→ **TASK DETAILS**
In the records below, find the line containing "the white flower"; give it again exactly, along with every line that follows, and nothing else.

→ **Data entries**
___
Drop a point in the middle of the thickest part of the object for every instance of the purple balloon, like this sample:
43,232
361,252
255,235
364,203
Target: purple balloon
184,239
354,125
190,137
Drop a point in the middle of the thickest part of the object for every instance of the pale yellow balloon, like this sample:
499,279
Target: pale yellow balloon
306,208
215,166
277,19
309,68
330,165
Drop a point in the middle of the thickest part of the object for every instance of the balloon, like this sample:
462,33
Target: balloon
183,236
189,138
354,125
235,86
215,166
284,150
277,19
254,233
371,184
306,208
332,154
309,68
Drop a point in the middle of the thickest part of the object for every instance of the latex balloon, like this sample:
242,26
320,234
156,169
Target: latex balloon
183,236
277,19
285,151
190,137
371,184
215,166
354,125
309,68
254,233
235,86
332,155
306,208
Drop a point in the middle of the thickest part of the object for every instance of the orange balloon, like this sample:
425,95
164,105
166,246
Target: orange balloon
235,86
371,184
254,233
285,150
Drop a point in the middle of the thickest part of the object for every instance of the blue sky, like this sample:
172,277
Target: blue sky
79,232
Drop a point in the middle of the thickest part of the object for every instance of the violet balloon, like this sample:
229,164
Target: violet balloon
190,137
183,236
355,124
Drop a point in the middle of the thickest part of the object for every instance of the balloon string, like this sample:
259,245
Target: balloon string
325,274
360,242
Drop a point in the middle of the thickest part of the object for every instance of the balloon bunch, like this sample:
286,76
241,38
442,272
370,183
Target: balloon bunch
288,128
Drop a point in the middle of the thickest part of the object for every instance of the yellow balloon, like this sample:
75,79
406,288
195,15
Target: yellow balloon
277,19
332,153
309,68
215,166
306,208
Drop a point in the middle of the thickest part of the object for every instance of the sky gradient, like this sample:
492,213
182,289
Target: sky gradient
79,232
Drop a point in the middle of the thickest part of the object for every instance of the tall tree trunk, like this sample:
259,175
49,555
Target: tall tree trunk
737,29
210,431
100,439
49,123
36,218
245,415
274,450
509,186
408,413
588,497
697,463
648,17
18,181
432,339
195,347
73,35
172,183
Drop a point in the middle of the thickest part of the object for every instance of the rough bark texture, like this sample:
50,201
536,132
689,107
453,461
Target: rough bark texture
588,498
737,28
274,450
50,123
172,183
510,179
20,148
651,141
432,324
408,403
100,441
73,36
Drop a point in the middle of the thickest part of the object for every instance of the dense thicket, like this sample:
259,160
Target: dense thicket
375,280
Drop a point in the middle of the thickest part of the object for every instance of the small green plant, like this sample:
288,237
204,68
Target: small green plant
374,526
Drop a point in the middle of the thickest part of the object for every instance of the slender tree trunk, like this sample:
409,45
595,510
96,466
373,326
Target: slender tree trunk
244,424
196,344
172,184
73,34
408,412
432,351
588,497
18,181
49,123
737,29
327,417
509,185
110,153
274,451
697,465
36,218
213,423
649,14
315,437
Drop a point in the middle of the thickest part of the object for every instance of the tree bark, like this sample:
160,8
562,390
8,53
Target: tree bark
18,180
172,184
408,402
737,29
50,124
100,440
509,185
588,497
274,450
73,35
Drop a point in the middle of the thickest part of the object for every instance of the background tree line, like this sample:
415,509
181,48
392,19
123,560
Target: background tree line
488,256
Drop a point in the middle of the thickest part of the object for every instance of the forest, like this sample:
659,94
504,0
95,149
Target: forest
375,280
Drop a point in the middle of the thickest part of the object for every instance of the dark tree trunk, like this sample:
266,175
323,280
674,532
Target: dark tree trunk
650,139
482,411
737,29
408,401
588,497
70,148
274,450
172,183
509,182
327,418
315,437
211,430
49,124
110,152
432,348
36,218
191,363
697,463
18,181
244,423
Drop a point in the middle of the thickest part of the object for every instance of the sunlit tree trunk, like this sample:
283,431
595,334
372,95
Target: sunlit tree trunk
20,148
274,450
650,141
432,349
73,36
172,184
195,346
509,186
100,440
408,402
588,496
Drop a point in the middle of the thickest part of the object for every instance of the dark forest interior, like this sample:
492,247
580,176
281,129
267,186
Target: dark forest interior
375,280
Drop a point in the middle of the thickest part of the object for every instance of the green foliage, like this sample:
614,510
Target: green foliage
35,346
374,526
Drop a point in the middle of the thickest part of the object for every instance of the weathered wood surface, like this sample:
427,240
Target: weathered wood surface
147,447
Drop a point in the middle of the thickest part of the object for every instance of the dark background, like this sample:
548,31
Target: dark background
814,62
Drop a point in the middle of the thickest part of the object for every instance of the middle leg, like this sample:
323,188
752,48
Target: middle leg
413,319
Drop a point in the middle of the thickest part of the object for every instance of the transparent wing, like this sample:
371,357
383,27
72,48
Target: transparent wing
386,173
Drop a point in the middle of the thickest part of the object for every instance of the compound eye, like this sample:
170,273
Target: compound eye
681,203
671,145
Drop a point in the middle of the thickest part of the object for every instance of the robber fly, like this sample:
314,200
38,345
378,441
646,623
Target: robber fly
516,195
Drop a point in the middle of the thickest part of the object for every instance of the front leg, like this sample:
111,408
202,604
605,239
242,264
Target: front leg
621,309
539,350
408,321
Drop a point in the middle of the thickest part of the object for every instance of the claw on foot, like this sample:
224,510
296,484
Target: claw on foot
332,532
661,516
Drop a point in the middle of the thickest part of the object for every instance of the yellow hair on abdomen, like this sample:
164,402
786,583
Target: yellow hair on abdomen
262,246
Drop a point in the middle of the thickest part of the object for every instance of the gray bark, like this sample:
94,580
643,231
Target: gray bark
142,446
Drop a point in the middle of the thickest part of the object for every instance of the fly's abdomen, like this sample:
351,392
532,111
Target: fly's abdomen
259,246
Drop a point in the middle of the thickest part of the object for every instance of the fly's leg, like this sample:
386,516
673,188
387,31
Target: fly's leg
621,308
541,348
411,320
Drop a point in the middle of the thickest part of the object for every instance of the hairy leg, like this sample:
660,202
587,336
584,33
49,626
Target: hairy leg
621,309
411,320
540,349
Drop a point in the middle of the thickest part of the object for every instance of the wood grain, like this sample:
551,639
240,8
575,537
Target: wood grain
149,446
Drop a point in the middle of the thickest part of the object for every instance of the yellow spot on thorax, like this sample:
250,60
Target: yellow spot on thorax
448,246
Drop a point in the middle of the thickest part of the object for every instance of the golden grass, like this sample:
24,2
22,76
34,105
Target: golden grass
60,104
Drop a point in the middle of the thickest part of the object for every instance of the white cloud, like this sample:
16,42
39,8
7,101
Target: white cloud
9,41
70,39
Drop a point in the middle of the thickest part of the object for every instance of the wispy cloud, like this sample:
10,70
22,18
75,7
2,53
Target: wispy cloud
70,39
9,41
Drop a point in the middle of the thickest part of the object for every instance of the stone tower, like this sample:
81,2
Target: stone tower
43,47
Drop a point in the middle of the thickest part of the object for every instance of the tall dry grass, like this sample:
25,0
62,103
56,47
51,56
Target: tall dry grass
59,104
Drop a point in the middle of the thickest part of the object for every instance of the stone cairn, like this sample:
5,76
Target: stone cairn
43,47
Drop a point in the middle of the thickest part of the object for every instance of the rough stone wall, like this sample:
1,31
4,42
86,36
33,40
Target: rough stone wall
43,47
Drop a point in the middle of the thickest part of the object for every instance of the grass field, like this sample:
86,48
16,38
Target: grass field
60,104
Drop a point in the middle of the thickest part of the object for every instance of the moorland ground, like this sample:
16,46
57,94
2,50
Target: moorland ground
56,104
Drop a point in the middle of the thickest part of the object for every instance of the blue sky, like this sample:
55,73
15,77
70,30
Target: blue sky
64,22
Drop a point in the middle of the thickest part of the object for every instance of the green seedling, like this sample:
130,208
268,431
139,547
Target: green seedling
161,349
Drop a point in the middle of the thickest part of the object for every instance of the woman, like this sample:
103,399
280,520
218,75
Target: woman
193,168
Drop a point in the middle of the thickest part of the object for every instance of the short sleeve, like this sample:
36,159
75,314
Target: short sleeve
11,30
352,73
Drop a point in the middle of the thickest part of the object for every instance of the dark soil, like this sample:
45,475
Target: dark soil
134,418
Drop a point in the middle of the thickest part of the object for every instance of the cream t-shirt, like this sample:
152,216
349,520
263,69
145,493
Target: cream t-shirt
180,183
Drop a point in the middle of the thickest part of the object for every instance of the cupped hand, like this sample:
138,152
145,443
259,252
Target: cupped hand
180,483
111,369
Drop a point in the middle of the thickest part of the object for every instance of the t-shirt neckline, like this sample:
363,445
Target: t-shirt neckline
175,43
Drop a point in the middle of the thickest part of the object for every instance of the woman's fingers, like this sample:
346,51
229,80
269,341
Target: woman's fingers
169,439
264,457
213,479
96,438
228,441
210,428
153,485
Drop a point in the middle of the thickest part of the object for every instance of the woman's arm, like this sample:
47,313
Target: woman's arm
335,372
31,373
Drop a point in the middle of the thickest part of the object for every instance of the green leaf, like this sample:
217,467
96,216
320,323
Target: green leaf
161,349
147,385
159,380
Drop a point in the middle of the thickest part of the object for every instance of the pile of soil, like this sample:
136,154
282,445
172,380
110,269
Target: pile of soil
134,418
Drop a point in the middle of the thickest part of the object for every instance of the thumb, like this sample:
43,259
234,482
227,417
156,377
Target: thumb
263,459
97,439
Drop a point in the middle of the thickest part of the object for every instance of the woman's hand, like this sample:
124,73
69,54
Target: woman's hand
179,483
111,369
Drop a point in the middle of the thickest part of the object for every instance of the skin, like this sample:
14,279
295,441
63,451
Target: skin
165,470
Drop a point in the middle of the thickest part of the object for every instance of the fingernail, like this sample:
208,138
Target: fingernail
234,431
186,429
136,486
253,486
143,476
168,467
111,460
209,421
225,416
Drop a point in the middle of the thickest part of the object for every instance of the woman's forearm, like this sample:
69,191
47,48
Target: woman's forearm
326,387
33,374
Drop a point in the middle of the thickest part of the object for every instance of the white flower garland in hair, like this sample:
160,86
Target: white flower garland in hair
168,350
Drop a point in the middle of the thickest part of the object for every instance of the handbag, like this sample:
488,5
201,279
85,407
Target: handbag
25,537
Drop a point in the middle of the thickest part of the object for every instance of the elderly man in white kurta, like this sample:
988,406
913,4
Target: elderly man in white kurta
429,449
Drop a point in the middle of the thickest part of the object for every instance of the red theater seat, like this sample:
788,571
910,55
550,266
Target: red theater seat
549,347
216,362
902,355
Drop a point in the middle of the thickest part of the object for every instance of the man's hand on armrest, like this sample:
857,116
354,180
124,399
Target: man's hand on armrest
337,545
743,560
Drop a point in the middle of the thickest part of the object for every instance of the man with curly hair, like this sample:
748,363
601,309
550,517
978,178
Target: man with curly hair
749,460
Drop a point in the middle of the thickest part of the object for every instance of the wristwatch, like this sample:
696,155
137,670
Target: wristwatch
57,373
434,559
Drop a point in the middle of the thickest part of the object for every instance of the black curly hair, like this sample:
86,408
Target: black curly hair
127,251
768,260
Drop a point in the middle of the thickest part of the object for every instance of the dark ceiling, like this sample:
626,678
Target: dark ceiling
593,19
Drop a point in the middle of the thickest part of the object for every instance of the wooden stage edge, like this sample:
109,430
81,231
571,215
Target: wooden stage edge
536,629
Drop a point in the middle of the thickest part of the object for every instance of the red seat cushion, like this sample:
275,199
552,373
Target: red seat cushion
___
→ **COMPLETE RESPONSE**
Drop a point in the middle of the thickest part of the object for every instance of the white flower garland in hair, like this sample:
160,86
Target: white flower garland in hair
168,350
Drop a point in the middle of the thickest part of the object for every instance of the handbag, like this sample:
488,5
201,279
85,407
Target: handbag
25,537
Drop a point in the middle of the thickest part of the object for every instance of the elderly man in white kurta, like this sample:
988,406
913,4
Target: elderly man in white kurta
429,449
Drop a point in the middle of the thickest part of the object for every instance of the red theater seat, like this sample:
788,571
910,55
550,266
Target: red theater seat
549,347
216,362
902,355
Drop a point in the middle of the thickest part of the object for every instance of the man's hand on armrest, like this sample:
857,116
354,180
124,399
Target: man's hand on armrest
337,545
743,560
Drop a point in the middle of the thickest part of the object for every instance of the man with curly hair, like this sample:
748,363
601,309
550,517
978,178
Target: man with curly hair
749,460
Drop a point in the middle of the thickest part of the object for every instance of the wristwatch, like this sample:
696,155
137,670
Target: wristwatch
57,373
434,559
Drop a point in the middle of the thickest part of the object for every instance of the black curly hair, like this sample:
86,408
Target: black curly hair
127,251
768,260
Drop a point in the middle of the thickest part of the object for every instance of the dark ceiling, like this sample:
626,678
Target: dark ceiling
593,19
Drop a point in the middle of the thickest part of the object for every instance of the wooden stage edge, like this sample:
109,430
81,231
571,215
Target: wooden stage edge
536,629
Drop a point in the middle of the thickest part of the object for every instance of the red seat cushion, like this sample:
275,199
552,373
Target: red seat cushion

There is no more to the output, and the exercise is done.